* **Task instructions**
Find the line with "Target: blue window shutter" in the data below, then restate it and all remaining lines exactly, adding nothing.

* **Provided information**
-=-=-

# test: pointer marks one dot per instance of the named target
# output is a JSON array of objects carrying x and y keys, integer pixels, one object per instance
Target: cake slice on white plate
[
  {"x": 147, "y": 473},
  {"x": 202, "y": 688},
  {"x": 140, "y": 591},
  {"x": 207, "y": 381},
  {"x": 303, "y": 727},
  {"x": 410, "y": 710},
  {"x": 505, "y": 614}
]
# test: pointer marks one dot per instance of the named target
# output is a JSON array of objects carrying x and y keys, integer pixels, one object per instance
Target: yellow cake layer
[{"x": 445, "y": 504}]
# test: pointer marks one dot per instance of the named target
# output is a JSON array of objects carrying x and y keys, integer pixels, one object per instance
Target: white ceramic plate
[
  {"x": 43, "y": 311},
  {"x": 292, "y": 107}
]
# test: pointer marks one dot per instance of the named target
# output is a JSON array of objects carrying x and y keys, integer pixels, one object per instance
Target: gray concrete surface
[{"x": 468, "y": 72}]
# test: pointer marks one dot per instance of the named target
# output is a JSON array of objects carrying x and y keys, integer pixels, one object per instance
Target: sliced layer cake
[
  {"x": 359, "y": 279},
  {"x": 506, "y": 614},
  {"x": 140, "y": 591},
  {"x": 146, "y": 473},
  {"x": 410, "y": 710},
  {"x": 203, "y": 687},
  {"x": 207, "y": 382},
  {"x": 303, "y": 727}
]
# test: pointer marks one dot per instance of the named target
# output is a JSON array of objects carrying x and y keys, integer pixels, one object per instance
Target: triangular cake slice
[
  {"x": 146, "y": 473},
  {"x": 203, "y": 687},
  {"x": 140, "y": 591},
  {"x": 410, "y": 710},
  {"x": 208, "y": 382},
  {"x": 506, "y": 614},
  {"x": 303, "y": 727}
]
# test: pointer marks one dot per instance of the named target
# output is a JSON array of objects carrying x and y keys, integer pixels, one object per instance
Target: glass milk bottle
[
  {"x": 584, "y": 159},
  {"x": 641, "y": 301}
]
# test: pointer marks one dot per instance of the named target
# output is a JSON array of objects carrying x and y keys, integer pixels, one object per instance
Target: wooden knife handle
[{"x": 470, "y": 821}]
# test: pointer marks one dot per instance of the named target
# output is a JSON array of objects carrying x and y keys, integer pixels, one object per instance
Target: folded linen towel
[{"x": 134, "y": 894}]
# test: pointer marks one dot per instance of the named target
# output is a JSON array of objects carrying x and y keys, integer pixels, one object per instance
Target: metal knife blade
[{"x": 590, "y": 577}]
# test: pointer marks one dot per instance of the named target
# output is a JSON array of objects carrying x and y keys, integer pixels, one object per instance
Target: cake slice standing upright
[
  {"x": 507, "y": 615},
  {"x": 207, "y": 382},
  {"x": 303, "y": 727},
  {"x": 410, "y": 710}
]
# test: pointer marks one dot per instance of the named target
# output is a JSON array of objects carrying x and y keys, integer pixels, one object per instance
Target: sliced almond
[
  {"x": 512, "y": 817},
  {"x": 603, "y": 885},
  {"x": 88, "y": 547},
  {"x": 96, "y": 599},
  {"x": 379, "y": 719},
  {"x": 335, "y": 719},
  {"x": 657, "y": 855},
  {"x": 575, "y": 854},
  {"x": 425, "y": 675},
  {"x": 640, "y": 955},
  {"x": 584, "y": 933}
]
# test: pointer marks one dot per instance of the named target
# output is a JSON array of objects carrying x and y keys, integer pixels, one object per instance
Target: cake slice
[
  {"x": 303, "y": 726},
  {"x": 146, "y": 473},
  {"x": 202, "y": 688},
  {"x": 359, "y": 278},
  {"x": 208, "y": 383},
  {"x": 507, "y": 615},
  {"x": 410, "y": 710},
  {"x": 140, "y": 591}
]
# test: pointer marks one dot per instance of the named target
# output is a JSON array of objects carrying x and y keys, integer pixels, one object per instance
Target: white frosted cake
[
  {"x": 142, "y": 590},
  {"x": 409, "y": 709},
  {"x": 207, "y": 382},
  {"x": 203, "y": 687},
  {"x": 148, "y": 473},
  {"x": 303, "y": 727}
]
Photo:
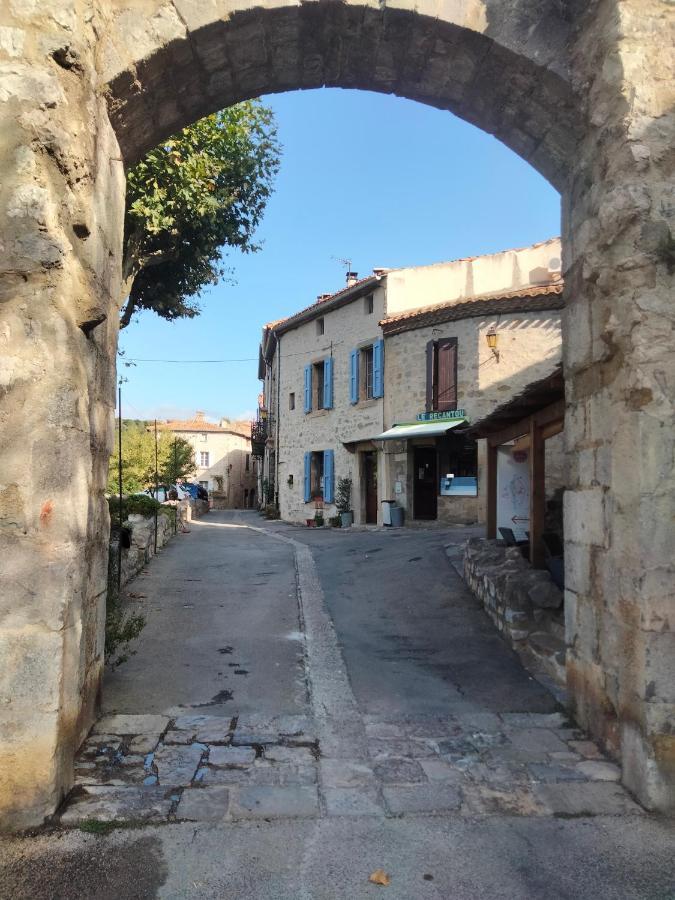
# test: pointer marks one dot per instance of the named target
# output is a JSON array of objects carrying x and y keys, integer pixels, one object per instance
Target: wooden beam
[
  {"x": 537, "y": 494},
  {"x": 491, "y": 491},
  {"x": 553, "y": 413}
]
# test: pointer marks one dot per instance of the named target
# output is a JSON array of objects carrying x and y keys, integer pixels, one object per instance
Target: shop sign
[{"x": 441, "y": 416}]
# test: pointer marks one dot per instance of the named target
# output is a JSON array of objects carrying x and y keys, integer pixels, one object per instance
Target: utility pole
[
  {"x": 156, "y": 486},
  {"x": 119, "y": 475}
]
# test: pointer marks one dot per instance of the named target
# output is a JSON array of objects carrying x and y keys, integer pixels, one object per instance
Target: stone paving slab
[
  {"x": 207, "y": 804},
  {"x": 422, "y": 798},
  {"x": 595, "y": 798},
  {"x": 275, "y": 802},
  {"x": 346, "y": 773},
  {"x": 361, "y": 801},
  {"x": 234, "y": 757},
  {"x": 130, "y": 724},
  {"x": 176, "y": 766},
  {"x": 118, "y": 804}
]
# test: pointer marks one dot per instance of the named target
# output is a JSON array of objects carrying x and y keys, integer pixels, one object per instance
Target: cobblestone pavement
[{"x": 208, "y": 769}]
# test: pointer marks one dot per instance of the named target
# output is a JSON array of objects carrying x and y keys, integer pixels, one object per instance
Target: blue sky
[{"x": 371, "y": 178}]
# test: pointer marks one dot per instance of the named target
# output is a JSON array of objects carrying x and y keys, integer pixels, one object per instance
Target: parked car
[{"x": 162, "y": 492}]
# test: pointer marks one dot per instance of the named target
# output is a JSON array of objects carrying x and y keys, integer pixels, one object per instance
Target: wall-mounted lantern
[{"x": 493, "y": 338}]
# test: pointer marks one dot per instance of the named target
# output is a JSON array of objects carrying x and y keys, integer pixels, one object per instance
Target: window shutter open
[
  {"x": 447, "y": 375},
  {"x": 354, "y": 377},
  {"x": 378, "y": 368},
  {"x": 328, "y": 383},
  {"x": 328, "y": 461},
  {"x": 308, "y": 388},
  {"x": 308, "y": 475},
  {"x": 431, "y": 370}
]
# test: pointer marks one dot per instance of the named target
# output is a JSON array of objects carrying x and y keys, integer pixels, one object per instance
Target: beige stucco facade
[
  {"x": 529, "y": 346},
  {"x": 357, "y": 317}
]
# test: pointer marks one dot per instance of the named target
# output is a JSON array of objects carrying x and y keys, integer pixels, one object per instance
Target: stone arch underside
[{"x": 186, "y": 72}]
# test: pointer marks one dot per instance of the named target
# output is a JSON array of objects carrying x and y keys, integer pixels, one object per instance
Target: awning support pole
[
  {"x": 491, "y": 511},
  {"x": 537, "y": 493}
]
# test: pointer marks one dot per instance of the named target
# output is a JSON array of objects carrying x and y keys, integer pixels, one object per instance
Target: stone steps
[{"x": 547, "y": 652}]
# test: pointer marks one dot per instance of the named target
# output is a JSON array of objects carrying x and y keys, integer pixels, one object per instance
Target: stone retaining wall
[
  {"x": 142, "y": 546},
  {"x": 524, "y": 603}
]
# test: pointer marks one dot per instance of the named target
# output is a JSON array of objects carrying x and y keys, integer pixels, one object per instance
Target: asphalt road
[
  {"x": 414, "y": 644},
  {"x": 222, "y": 633},
  {"x": 413, "y": 637}
]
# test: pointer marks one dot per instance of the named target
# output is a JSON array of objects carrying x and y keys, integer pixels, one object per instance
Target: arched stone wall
[{"x": 583, "y": 94}]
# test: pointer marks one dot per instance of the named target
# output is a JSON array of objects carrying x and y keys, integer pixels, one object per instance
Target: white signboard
[{"x": 513, "y": 491}]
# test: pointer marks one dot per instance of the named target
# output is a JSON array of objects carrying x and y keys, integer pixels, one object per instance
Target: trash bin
[
  {"x": 387, "y": 506},
  {"x": 396, "y": 514}
]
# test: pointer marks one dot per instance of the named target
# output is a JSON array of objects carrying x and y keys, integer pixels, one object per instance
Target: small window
[
  {"x": 317, "y": 385},
  {"x": 316, "y": 475},
  {"x": 366, "y": 373}
]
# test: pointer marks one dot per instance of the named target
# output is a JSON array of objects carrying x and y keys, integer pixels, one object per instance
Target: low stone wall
[
  {"x": 142, "y": 546},
  {"x": 524, "y": 603}
]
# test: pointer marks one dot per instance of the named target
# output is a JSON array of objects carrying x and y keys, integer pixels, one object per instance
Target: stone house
[
  {"x": 222, "y": 454},
  {"x": 341, "y": 377},
  {"x": 443, "y": 374}
]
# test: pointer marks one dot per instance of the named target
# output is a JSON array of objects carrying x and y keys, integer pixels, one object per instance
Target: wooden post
[
  {"x": 537, "y": 493},
  {"x": 492, "y": 489}
]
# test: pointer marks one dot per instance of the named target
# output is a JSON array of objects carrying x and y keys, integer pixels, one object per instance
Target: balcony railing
[{"x": 258, "y": 438}]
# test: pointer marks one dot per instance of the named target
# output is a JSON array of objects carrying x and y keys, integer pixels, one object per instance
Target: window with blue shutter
[
  {"x": 328, "y": 383},
  {"x": 308, "y": 388},
  {"x": 308, "y": 476},
  {"x": 328, "y": 480},
  {"x": 354, "y": 377},
  {"x": 378, "y": 368}
]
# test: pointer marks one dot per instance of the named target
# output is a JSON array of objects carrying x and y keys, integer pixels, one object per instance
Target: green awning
[{"x": 419, "y": 429}]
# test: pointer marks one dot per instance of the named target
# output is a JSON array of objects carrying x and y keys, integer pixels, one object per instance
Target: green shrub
[{"x": 140, "y": 504}]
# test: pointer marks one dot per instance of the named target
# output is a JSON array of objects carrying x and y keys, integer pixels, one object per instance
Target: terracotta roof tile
[{"x": 533, "y": 297}]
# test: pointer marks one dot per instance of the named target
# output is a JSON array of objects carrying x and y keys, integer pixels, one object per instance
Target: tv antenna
[{"x": 347, "y": 263}]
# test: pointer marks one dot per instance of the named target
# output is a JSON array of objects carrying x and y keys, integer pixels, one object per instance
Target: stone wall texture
[{"x": 583, "y": 91}]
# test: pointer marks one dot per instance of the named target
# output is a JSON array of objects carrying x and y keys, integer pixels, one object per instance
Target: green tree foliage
[
  {"x": 175, "y": 458},
  {"x": 203, "y": 189}
]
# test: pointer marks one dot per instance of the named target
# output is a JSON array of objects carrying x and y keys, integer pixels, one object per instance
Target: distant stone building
[
  {"x": 380, "y": 381},
  {"x": 222, "y": 453}
]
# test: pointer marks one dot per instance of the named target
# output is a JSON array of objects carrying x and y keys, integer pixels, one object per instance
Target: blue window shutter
[
  {"x": 308, "y": 473},
  {"x": 308, "y": 388},
  {"x": 378, "y": 368},
  {"x": 328, "y": 476},
  {"x": 354, "y": 377},
  {"x": 328, "y": 383}
]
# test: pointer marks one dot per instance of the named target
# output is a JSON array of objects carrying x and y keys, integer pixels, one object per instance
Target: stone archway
[{"x": 585, "y": 97}]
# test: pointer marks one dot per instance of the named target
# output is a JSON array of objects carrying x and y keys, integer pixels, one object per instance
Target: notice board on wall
[{"x": 513, "y": 491}]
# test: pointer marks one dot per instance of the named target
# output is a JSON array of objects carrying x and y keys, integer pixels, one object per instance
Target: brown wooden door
[
  {"x": 370, "y": 477},
  {"x": 424, "y": 480}
]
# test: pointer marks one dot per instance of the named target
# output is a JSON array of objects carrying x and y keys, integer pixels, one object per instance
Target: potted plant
[{"x": 343, "y": 501}]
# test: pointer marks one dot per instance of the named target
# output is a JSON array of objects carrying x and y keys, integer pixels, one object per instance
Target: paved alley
[{"x": 308, "y": 706}]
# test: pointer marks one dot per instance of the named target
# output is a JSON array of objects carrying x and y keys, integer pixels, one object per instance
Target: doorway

-=-=-

* **Task answer**
Target: blue window shutter
[
  {"x": 308, "y": 473},
  {"x": 308, "y": 388},
  {"x": 378, "y": 368},
  {"x": 328, "y": 476},
  {"x": 354, "y": 377},
  {"x": 328, "y": 383}
]
# test: pointer marks one dot per instance of the named target
# output is a JSON array of objects carrying x and y keys, integer pixels, one object per instance
Target: stone archway
[{"x": 585, "y": 97}]
# test: pointer marks one dot per instance of the named target
# output is a JSON array of objects carrying x and y keys, integer pixels, one object per instance
Target: notice board on wall
[{"x": 513, "y": 491}]
# test: pointer marks one dot per instance of the named target
# output is a JSON array of objects carrying x and y keys, integer pixels, one object per instance
Target: brown wooden door
[
  {"x": 370, "y": 477},
  {"x": 424, "y": 480}
]
# test: pointer marks one dot per instance of the named target
# output is a JSON array of objects carrying x and y keys, integer pixels, one object per instance
Target: potted plant
[{"x": 343, "y": 501}]
# test: pointer marks one dot per instance of the named target
# output is a JSON array of objects carrying x and y keys, integer pixels, one object per instance
Target: paved alley
[{"x": 308, "y": 706}]
# test: pointer marks one dot per instance of the named target
# output is a JSON array of objects carrying x and y keys, integer pixels, one object per instance
Target: doorway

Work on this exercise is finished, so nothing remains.